_TEXT TO READ:_
▬▬▬

Learned Fusion

Learned fusion automatically discovers the optimal blend of embedding features for your users. Instead of manually setting weights (text: 0.7, image: 0.3), the system learns from interaction data which features produce results users engage with.

Thompson Sampling: Beta distributions evolve from uniform to peaked as interactions accumulate

How It Works

Learned fusion uses Thompson Sampling, a well-studied algorithm for the multi-armed bandit problem. Here’s how it applies to search fusion:

Initialize with uniform priors

Each search feature (e.g., text embeddings, image embeddings) starts with a Beta(1, 1) distribution — a flat line that assigns equal probability to all weight values. This means zero assumptions about which feature is better.

Sample weights at query time

When a query arrives, the system draws a random weight from each feature’s Beta distribution and normalizes them to sum to 1. Early on, samples are highly variable (exploration). As data accumulates, they stabilize (exploitation).

Execute search with sampled weights

The feature search stage runs each embedding search and fuses results using the sampled weights — functionally identical to weighted fusion, but with dynamically chosen weights.

Capture user interactions

Users interact with results: clicks, purchases, skips. Each interaction is recorded with the document ID, position, and the context key that identifies which weight sample was used.

Update Beta distributions

Positive interactions (clicks, purchases) increment the alpha parameter: alpha = 1 + clicks. Non-engagement increments beta: beta = 1 + (impressions - clicks). This shifts the distribution toward weights that produce engaging results.

Repeat with better weights

Next query: the updated distributions produce weight samples closer to what works. After hundreds of interactions, the system converges on near-optimal weights while still occasionally exploring alternatives.

Thompson Sampling Explained

Think of it like flipping weighted coins. Each feature has its own coin:

At the start, both coins are fair — you have no idea which feature is better, so you flip both and take whatever comes up.
After 50 interactions, the text feature’s coin lands “heads” 65% of the time (users click on text-matched results more). You naturally start weighting text higher, but still try image sometimes.

▬▬▬

_DATA RECORDS:_
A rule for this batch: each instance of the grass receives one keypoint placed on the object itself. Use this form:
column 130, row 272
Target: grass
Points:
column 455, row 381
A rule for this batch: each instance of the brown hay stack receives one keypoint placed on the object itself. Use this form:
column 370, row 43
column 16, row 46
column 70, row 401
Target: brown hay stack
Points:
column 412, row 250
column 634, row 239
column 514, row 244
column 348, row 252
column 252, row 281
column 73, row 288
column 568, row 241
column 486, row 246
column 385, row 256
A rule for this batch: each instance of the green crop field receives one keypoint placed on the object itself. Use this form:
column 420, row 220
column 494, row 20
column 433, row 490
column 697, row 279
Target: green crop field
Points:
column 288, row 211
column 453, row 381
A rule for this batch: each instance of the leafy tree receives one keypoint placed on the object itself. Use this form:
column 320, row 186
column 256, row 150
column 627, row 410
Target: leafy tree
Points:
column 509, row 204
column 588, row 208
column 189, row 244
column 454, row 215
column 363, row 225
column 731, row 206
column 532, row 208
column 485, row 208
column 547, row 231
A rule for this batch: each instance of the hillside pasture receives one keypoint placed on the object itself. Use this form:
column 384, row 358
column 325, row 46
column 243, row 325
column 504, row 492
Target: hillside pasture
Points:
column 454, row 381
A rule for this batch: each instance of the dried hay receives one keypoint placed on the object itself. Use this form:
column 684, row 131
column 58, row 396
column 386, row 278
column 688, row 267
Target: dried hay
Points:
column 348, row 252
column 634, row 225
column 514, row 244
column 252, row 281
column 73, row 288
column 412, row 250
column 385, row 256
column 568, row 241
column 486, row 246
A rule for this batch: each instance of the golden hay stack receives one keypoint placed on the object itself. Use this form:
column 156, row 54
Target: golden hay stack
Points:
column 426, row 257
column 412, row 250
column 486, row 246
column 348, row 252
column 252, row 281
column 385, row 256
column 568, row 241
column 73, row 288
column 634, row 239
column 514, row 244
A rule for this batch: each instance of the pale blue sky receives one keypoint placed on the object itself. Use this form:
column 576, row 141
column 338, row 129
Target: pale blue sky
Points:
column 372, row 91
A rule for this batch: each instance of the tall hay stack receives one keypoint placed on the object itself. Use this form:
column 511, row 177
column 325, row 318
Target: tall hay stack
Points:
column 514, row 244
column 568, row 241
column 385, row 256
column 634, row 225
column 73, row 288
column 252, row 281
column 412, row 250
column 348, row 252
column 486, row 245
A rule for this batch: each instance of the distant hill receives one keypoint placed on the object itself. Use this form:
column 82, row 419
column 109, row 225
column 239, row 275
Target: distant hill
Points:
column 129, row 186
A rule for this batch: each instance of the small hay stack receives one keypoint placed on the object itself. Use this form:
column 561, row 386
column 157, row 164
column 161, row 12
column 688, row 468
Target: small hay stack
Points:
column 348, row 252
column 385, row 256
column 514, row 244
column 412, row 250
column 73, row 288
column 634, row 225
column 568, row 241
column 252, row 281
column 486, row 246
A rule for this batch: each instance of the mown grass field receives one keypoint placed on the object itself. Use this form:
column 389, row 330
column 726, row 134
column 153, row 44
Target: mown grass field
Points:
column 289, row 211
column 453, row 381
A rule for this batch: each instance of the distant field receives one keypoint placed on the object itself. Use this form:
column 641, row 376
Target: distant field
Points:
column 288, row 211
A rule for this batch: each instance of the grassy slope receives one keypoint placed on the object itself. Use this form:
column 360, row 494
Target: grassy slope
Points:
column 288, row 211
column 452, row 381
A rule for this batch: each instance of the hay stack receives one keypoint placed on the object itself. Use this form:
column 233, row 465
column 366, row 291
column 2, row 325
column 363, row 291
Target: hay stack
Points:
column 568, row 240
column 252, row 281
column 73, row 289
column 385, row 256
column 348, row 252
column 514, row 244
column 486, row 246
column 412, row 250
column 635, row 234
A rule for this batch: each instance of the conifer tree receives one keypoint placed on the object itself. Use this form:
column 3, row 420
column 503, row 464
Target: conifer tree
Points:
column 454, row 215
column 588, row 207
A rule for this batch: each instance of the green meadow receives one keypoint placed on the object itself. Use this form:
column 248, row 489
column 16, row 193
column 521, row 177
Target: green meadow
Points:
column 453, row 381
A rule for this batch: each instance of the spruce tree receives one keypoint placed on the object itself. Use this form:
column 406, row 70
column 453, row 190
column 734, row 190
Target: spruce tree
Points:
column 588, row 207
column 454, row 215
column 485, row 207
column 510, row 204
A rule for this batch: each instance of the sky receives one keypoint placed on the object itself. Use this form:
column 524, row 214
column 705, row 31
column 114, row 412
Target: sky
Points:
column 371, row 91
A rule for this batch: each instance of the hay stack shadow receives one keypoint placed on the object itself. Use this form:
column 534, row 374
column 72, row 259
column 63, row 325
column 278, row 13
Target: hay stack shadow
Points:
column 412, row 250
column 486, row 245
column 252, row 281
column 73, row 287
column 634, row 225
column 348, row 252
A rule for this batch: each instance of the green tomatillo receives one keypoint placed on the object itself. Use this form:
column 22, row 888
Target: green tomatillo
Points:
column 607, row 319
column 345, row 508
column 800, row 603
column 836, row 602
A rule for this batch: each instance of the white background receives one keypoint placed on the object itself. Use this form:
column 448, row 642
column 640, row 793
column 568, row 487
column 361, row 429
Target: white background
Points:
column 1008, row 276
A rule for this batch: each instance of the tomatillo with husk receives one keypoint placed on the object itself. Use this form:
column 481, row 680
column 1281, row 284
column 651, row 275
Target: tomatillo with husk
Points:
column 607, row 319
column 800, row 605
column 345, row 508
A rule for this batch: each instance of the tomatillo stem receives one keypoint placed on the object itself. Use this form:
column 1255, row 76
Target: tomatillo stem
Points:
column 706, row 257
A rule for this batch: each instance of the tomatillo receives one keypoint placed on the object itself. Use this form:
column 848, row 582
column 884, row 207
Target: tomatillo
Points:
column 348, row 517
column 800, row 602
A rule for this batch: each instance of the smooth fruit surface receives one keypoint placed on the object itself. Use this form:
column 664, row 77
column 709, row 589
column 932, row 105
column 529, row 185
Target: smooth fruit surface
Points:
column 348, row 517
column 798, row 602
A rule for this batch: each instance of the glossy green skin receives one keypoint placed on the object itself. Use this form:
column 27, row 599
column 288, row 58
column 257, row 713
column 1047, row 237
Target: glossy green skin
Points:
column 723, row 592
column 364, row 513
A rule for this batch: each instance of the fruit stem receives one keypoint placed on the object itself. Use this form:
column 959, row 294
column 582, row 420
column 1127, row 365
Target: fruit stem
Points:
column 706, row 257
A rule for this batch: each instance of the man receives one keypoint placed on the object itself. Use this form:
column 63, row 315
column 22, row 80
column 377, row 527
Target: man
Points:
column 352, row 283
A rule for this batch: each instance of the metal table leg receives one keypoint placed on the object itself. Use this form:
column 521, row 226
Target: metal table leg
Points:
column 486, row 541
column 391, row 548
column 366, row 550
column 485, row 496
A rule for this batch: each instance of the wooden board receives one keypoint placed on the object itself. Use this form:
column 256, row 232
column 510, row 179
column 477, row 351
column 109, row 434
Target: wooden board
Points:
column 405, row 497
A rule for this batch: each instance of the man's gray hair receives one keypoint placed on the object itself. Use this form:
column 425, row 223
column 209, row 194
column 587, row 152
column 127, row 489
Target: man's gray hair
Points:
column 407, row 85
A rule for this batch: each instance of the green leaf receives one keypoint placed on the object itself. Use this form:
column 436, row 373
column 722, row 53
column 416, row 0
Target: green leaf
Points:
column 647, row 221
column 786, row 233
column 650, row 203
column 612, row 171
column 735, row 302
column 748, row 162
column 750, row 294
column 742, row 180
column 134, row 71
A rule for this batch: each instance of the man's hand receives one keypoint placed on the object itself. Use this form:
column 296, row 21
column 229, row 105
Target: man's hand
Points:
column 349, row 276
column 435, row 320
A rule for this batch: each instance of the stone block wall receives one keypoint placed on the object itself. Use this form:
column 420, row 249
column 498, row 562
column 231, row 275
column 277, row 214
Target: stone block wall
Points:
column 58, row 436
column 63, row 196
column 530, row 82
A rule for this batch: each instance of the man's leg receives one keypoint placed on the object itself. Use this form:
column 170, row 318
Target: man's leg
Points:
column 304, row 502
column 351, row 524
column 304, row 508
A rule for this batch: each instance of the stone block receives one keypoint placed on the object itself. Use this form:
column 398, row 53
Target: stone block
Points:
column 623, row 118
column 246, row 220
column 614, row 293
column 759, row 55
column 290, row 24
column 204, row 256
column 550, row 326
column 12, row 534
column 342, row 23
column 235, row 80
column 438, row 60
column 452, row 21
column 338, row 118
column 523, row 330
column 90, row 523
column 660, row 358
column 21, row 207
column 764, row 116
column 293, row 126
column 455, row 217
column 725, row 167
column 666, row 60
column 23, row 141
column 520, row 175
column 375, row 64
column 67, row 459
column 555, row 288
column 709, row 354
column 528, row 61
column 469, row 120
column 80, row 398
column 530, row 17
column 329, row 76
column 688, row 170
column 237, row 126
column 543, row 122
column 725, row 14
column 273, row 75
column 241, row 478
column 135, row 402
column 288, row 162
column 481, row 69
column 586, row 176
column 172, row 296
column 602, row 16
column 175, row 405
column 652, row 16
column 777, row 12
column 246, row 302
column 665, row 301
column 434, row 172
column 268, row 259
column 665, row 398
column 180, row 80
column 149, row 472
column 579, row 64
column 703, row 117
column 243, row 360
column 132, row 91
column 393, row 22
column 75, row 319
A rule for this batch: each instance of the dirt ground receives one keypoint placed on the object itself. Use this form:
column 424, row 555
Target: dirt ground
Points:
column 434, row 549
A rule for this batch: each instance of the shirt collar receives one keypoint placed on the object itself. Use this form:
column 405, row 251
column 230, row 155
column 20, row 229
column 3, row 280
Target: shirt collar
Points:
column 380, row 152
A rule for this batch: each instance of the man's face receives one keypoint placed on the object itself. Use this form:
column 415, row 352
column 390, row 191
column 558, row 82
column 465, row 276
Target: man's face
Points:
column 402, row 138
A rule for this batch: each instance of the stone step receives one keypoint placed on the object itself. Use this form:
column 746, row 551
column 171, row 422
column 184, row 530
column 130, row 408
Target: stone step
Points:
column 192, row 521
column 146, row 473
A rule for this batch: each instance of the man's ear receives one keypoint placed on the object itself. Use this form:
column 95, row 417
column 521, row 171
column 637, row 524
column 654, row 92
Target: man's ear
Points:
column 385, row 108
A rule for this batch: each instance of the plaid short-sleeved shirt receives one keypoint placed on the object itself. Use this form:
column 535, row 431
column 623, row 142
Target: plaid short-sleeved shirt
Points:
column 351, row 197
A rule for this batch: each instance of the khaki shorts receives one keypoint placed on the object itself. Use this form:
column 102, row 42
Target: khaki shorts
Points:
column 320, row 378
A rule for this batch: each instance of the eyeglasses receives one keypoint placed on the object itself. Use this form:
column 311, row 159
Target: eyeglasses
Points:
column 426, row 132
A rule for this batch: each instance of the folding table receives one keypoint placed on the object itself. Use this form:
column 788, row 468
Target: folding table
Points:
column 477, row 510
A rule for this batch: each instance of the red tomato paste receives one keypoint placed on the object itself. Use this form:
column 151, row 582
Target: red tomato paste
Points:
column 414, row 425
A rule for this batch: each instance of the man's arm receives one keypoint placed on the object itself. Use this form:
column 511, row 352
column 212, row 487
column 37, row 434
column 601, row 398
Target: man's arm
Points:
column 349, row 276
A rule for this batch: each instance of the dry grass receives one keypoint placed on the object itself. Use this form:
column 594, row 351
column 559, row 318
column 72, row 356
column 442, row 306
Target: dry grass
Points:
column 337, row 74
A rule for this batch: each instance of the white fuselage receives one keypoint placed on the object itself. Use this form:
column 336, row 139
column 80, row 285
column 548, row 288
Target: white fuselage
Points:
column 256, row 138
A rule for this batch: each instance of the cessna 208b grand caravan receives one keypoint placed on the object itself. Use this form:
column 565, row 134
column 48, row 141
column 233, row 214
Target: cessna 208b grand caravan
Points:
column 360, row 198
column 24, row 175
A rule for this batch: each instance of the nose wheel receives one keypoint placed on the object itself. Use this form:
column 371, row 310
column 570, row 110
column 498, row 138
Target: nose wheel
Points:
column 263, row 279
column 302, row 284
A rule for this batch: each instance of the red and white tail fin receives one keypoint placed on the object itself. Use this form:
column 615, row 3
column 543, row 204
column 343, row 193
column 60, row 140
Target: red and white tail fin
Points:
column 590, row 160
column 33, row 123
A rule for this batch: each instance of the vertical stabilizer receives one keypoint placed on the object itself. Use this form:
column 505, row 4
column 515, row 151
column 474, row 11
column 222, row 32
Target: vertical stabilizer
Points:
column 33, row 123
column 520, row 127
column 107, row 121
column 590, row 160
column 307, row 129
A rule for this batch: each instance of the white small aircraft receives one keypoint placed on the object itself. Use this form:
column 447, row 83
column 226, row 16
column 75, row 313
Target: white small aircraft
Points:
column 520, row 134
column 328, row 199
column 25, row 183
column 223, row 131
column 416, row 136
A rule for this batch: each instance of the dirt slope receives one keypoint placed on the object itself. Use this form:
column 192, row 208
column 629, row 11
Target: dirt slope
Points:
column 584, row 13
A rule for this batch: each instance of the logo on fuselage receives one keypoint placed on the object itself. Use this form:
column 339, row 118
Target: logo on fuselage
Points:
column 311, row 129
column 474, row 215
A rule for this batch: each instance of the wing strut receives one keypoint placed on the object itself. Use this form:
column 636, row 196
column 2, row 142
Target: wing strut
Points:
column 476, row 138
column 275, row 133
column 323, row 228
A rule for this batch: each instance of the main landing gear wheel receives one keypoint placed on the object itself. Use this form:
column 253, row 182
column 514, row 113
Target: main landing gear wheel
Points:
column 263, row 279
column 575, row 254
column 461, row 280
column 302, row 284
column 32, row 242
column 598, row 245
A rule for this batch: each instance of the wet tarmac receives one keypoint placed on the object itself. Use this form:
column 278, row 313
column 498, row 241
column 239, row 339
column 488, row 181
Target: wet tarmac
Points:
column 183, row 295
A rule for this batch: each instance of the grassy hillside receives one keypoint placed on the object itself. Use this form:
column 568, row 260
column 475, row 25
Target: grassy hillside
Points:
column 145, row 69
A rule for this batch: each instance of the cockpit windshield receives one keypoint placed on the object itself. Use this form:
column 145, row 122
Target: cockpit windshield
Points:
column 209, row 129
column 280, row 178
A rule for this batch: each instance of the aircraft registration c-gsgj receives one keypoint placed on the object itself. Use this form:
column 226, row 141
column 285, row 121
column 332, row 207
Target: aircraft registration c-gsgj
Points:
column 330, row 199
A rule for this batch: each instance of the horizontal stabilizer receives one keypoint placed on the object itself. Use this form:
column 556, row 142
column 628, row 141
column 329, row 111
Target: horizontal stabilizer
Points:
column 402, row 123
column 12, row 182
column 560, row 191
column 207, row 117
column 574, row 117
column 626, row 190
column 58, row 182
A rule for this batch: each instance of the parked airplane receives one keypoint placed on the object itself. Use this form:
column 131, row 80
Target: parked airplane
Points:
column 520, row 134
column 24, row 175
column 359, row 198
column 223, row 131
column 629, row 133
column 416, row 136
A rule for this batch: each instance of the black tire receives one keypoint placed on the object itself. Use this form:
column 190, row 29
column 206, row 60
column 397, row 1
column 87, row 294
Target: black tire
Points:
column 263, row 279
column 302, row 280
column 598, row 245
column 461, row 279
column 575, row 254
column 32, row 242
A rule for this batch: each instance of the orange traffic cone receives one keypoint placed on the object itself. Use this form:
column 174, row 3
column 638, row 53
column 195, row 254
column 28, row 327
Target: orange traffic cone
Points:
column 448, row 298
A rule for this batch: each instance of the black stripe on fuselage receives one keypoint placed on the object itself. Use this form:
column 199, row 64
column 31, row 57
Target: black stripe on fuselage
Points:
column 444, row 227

▬▬▬

_WORK TO DO:_ Change the learned fusion passage between "After 50 interactions, the" and "try image sometimes.", inclusive, by putting "100 interactions" in place of "50 interactions", and give that part again. The entries are separate from the learned fusion passage.

_WORKED SOLUTION:_
After 100 interactions, the text feature’s coin lands “heads” 65% of the time (users click on text-matched results more). You naturally start weighting text higher, but still try image sometimes.